▶ TASK BRIEF:
Continue the passage on Kuhn, theory-laden perception, and the Priestley–Lavoisier measurements from the point where it stops.

▶ TEXT SECTION:
Segment Open
Perceptual psychologists, Bruner and Postman, found that subjects who were briefly shown anomalous playing cards, e.g., a black four of hearts, reported having seen their normal counterparts e.g., a red four of hearts. It took repeated exposures to get subjects to say the anomalous cards didn’t look right, and eventually, to describe them correctly (Kuhn 1962, 63). Kuhn took such studies to indicate that things don’t look the same to observers with different conceptual resources. (For a more up-to-date discussion of theory and conceptual perceptual loading see Lupyan 2015.) If so, black hearts didn’t look like black hearts until repeated exposures somehow allowed subjects to acquire the concept of a black heart. By analogy, Kuhn supposed, when observers working in conflicting paradigms look at the same thing, their conceptual limitations should keep them from having the same visual experiences (Kuhn 1962, 111, 113–114, 115, 120–1). This would mean, for example, that when Priestley and Lavoisier watched the same experiment, Lavoisier should have seen what accorded with his theory that combustion and respiration are oxidation processes, while Priestley’s visual experiences should have agreed with his theory that burning and respiration are processes of phlogiston release.
The example of Pettersson’s and Rutherford’s scintillation screen evidence (above) attests to the fact that observers working in different laboratories sometimes report seeing different things under similar conditions. It is plausible that their expectations influence their reports. It is plausible that their expectations are shaped by their training and by their supervisors’ and associates’ theory driven behavior. But as happens in other cases as well, all parties to the dispute agreed to reject Pettersson’s data by appealing to results that both laboratories could obtain and interpret in the same way without compromising their theoretical commitments. Indeed, it is possible for scientists to share empirical results, not just across diverse laboratory cultures, but even across serious differences in worldview. Much as they disagreed about the nature of respiration and combustion, Priestley and Lavoisier gave quantitatively similar reports of how long their mice stayed alive and their candles kept burning in closed bell jars. Priestley taught Lavoisier how to obtain what he took to be measurements of the phlogiston content of an unknown gas. A sample of the gas to be tested is run into a graduated tube filled with water and inverted over a water bath. After noting the height of the water remaining in the tube, the observer adds “nitrous air” (we call it nitric oxide) and checks the water level again. Priestley, who thought there was no such thing as oxygen, believed the change in water level indicated how much phlogiston the gas contained. Lavoisier reported observing the same water levels as Priestley even after he abandoned phlogiston theory and became convinced that changes in water level indicated free oxygen content (Conant 1957, 74–109).
Segment Closed
▶ EXCERPTED RECORDS:
Segment Open
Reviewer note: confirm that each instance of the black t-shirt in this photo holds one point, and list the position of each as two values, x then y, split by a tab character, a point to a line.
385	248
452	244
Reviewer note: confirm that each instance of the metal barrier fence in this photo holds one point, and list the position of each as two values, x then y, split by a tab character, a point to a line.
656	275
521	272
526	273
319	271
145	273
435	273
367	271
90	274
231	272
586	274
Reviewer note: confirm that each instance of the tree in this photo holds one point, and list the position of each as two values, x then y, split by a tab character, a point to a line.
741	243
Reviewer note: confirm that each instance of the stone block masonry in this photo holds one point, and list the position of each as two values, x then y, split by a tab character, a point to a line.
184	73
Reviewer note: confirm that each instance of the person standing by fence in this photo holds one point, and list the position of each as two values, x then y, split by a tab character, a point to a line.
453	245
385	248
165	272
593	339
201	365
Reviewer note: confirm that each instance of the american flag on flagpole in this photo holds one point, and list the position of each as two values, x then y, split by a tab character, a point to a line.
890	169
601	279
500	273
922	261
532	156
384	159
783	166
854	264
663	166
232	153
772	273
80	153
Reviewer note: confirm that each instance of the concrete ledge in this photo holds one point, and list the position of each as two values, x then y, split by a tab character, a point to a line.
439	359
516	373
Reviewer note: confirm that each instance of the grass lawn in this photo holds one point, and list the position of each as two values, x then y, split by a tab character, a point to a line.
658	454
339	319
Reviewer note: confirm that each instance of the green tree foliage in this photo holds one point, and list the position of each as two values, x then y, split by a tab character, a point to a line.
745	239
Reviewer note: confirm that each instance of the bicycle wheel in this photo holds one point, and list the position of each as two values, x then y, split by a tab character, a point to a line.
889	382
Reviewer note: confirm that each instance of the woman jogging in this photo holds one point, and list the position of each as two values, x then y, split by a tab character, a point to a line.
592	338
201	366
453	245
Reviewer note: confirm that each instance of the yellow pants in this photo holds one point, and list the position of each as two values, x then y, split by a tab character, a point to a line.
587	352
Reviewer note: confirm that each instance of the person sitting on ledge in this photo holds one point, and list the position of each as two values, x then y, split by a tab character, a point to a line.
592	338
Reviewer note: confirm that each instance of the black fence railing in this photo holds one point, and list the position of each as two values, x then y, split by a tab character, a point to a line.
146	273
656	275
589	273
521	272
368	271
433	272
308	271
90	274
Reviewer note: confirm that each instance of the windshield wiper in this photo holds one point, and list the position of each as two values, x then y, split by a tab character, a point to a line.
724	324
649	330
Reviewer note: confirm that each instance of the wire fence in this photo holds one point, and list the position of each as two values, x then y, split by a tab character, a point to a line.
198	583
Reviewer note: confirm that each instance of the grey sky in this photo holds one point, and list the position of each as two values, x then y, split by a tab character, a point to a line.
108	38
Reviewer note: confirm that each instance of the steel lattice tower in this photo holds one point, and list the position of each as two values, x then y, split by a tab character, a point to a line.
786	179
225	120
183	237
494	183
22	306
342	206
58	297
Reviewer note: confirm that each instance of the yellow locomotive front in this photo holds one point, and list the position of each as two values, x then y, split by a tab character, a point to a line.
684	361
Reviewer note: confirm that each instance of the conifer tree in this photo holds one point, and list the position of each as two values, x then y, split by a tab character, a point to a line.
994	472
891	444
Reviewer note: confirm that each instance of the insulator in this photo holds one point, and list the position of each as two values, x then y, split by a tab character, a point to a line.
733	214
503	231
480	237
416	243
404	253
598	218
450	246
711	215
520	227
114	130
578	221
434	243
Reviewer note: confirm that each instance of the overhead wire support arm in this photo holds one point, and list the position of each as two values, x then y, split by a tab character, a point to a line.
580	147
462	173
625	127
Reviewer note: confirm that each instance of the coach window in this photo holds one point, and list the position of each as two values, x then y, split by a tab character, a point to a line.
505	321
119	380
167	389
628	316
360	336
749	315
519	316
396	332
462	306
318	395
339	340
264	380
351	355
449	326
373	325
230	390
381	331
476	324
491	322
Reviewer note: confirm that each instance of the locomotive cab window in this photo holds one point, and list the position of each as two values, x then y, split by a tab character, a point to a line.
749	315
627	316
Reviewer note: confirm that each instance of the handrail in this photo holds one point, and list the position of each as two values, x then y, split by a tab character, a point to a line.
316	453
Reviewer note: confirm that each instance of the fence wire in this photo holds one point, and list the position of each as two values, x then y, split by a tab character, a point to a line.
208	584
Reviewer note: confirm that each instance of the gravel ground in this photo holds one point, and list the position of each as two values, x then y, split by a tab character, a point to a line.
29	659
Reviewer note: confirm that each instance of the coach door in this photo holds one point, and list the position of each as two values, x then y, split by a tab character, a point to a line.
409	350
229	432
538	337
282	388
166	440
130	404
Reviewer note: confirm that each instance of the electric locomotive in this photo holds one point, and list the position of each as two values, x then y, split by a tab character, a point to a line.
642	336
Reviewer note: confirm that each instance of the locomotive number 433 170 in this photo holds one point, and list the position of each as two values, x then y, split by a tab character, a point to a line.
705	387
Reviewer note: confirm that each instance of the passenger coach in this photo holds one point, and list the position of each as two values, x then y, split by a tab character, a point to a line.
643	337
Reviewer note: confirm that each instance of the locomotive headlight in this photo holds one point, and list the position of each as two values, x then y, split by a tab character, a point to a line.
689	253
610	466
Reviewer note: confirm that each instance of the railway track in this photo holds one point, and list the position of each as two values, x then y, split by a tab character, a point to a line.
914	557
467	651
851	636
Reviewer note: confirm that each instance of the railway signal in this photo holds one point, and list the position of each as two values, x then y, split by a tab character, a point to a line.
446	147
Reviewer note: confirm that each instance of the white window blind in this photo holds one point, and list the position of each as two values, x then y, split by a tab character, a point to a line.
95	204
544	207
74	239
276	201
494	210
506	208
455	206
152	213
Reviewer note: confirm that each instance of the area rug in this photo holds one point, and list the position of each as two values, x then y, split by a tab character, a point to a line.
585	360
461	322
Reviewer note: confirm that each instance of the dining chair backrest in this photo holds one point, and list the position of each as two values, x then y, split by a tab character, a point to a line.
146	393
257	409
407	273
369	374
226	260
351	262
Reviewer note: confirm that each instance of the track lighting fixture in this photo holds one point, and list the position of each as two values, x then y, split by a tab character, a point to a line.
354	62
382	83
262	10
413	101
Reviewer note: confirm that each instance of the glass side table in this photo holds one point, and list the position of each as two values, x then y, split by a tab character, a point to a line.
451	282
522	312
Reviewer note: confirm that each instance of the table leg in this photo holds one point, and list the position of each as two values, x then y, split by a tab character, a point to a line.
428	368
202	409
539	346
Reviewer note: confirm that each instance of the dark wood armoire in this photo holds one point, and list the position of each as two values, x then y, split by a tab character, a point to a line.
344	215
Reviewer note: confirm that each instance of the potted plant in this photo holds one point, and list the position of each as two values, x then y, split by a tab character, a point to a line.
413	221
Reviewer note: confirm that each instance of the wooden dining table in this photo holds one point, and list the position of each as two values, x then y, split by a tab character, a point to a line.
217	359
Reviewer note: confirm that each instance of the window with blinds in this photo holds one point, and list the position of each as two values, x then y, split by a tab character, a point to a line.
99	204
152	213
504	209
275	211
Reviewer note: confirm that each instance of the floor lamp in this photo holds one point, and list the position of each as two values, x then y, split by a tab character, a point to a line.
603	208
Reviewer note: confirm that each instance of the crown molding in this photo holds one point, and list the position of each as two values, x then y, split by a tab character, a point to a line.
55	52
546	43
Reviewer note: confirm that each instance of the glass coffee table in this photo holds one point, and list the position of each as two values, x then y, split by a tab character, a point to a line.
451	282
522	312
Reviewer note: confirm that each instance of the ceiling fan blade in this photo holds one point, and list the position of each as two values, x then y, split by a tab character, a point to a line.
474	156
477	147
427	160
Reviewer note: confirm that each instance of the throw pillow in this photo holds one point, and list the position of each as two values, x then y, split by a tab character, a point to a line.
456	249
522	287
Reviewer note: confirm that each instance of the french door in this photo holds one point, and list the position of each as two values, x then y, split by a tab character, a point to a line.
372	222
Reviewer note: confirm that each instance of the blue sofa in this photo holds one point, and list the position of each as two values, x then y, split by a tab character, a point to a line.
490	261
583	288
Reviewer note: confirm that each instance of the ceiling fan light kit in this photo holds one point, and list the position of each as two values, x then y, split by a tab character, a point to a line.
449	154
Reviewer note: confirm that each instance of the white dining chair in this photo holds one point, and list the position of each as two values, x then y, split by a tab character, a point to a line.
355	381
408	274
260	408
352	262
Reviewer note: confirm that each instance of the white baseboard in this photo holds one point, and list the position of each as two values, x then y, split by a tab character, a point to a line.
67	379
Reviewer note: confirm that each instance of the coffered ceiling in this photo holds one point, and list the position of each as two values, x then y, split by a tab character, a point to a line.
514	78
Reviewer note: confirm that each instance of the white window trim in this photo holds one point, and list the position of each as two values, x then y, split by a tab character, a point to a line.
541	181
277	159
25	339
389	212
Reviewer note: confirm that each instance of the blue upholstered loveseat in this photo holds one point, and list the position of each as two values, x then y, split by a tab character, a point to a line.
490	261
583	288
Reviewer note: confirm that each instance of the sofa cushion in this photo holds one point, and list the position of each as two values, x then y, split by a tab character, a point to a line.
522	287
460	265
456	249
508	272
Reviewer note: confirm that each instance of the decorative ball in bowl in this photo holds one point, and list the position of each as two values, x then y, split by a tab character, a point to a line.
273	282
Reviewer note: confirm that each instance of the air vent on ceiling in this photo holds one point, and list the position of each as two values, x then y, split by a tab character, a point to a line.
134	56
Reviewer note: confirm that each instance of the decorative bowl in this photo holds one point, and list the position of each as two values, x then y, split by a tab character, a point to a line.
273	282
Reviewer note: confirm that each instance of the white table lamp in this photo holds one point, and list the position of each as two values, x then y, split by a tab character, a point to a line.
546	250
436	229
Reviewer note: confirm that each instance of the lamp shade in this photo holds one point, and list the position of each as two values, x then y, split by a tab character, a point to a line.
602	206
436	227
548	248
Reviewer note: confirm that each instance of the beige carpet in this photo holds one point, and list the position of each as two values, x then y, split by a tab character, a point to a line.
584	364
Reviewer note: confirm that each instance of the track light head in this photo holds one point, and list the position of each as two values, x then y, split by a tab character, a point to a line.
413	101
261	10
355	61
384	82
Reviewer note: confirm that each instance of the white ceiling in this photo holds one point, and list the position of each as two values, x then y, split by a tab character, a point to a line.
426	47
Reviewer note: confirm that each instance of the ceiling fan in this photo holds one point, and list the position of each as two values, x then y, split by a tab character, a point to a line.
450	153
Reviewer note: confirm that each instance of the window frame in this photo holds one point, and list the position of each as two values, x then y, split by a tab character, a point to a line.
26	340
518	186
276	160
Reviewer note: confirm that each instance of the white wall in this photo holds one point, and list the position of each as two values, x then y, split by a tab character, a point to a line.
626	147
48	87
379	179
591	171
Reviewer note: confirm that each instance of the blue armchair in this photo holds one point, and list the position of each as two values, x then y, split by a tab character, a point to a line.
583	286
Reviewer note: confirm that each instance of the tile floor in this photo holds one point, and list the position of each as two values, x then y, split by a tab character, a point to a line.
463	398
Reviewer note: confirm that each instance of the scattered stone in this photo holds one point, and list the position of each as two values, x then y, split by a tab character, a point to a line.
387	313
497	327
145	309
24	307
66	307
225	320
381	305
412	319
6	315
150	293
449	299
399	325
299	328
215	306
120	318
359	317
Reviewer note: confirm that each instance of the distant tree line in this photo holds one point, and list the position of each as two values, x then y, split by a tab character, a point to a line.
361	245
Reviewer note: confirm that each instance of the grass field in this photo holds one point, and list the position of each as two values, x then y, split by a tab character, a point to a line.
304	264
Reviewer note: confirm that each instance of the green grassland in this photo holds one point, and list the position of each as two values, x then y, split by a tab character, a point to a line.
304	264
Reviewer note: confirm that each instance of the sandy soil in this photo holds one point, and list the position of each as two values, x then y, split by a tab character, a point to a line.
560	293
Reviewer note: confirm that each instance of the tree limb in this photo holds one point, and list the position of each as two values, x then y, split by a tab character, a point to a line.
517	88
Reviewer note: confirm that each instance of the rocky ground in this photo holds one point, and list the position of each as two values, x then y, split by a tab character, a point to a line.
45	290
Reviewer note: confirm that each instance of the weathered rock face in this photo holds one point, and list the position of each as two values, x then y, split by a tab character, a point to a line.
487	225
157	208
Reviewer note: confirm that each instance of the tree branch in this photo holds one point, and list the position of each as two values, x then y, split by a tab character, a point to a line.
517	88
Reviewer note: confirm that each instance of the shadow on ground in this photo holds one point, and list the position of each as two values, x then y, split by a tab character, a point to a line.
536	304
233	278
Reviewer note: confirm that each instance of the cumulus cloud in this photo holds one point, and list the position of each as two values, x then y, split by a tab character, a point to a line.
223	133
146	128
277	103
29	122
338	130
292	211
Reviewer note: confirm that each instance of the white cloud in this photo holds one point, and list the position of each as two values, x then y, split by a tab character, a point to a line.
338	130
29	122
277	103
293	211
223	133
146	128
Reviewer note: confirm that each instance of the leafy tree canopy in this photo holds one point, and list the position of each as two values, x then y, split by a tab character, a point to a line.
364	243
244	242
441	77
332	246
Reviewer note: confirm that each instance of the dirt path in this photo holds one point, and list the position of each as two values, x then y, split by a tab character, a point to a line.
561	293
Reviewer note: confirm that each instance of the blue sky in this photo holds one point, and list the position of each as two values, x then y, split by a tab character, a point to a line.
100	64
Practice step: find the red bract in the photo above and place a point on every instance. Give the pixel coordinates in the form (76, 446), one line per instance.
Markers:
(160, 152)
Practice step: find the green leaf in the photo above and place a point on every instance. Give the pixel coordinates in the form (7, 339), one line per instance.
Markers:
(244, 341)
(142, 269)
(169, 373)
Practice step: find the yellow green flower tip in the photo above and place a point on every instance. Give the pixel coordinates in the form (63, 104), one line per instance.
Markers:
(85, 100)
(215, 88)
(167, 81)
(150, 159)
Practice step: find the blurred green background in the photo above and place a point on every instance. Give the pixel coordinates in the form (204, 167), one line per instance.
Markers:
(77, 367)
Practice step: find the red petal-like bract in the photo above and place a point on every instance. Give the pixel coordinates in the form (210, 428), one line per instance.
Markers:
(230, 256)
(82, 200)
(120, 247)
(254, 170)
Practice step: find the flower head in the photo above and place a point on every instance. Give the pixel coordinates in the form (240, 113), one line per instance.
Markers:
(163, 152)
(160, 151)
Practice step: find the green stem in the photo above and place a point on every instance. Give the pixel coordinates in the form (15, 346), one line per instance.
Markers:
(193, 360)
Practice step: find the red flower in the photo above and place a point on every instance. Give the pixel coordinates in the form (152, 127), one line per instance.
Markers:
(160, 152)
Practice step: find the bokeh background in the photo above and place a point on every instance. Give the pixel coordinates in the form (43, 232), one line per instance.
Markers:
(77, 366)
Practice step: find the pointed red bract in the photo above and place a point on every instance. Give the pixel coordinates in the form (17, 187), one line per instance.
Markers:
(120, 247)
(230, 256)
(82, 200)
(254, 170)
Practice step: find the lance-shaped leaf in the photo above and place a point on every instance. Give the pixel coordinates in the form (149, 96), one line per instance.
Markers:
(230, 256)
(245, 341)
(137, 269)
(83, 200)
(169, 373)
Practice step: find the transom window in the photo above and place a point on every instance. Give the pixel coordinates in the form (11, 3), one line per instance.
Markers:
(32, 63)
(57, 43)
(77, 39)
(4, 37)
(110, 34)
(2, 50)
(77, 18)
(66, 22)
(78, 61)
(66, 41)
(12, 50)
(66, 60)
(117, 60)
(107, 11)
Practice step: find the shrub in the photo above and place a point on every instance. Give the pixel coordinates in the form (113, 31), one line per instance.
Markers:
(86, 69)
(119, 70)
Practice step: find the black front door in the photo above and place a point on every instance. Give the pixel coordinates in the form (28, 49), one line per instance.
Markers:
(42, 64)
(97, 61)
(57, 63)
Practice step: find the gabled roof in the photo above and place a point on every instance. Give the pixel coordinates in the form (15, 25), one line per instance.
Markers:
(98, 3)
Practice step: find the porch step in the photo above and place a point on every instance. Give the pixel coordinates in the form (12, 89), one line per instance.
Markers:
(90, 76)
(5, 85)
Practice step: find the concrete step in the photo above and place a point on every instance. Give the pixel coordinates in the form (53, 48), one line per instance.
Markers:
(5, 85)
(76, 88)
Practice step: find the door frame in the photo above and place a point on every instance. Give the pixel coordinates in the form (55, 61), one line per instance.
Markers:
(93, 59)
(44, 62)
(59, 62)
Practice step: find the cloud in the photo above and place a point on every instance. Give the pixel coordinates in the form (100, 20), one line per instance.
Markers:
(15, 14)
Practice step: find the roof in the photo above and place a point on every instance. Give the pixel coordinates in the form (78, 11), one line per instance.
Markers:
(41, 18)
Segment Closed
▶ EXPECTED OUTPUT:
A related issue is that of salience. Kuhn claimed that if Galileo and an Aristotelian physicist had watched the same pendulum experiment, they would not have looked at or attended to the same things. The Aristotelian’s paradigm would have required the experimenter to measure
… the weight of the stone, the vertical height to which it had been raised, and the time required for it to achieve rest (Kuhn 1962, 123)
and ignore radius, angular displacement, and time per swing (ibid., 124). These last were salient to Galileo because he treated pendulum swings as constrained circular motions. The Galilean quantities would be of no interest to an Aristotelian who treats the stone as falling under constraint toward the center of the earth (ibid., 123). Thus Galileo and the Aristotelian would not have collected the same data. (Absent records of Aristotelian pendulum experiments we can think of this as a thought experiment.)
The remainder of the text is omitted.